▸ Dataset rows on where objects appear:

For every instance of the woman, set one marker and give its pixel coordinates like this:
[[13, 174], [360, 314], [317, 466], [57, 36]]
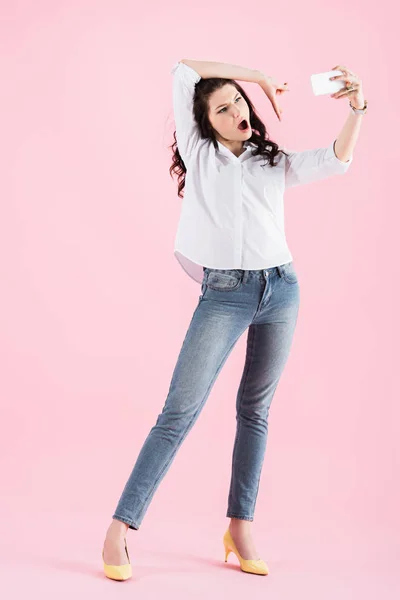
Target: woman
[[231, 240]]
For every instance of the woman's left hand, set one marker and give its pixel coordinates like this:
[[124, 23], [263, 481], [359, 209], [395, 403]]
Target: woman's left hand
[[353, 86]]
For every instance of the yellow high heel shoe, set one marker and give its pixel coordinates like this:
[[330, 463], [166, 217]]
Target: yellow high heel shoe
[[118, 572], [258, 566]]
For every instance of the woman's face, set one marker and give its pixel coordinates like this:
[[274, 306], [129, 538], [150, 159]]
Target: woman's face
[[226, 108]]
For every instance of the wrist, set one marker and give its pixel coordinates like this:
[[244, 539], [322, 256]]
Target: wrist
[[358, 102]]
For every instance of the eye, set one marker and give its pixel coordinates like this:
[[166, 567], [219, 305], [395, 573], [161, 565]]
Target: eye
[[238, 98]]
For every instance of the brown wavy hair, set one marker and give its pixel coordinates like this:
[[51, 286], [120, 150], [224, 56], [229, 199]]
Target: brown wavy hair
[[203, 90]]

==

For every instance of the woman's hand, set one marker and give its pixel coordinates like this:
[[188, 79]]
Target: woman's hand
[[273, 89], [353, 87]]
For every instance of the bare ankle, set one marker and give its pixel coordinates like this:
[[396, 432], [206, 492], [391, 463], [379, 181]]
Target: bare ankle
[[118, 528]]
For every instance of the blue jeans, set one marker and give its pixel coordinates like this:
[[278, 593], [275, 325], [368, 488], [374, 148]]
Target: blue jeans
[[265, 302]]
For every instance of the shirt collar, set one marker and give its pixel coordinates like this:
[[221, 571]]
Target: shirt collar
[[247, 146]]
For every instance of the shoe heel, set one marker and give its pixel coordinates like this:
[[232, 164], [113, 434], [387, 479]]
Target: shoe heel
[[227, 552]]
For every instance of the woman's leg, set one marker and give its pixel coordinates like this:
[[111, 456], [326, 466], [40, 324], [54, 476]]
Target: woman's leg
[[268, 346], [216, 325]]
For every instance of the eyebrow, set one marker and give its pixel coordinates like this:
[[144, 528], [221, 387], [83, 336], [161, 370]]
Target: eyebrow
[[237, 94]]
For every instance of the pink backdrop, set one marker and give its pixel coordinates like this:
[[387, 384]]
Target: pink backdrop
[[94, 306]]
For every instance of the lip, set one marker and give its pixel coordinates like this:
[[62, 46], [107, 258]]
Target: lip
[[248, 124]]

▸ GOAL: Turn everything from the line containing "For every instance of the blue" down to the line containing "[[227, 552]]" into a numbered list, leaving out any blank lines.

▸ OUTPUT:
1. For every instance of the blue jeans, set one marker and give its pixel coordinates like this:
2. [[278, 593], [275, 325], [368, 488], [374, 148]]
3. Target: blue jeans
4. [[265, 302]]
5. For every instance of the shirt collar, set one marker and give its pixel coordinates like this:
6. [[221, 571]]
7. Target: shirt collar
8. [[247, 146]]
9. For every instance of the shoe heel, set one marker and give its pixel coordinates like this:
10. [[232, 164], [113, 434], [387, 479]]
11. Target: shoe heel
12. [[227, 552]]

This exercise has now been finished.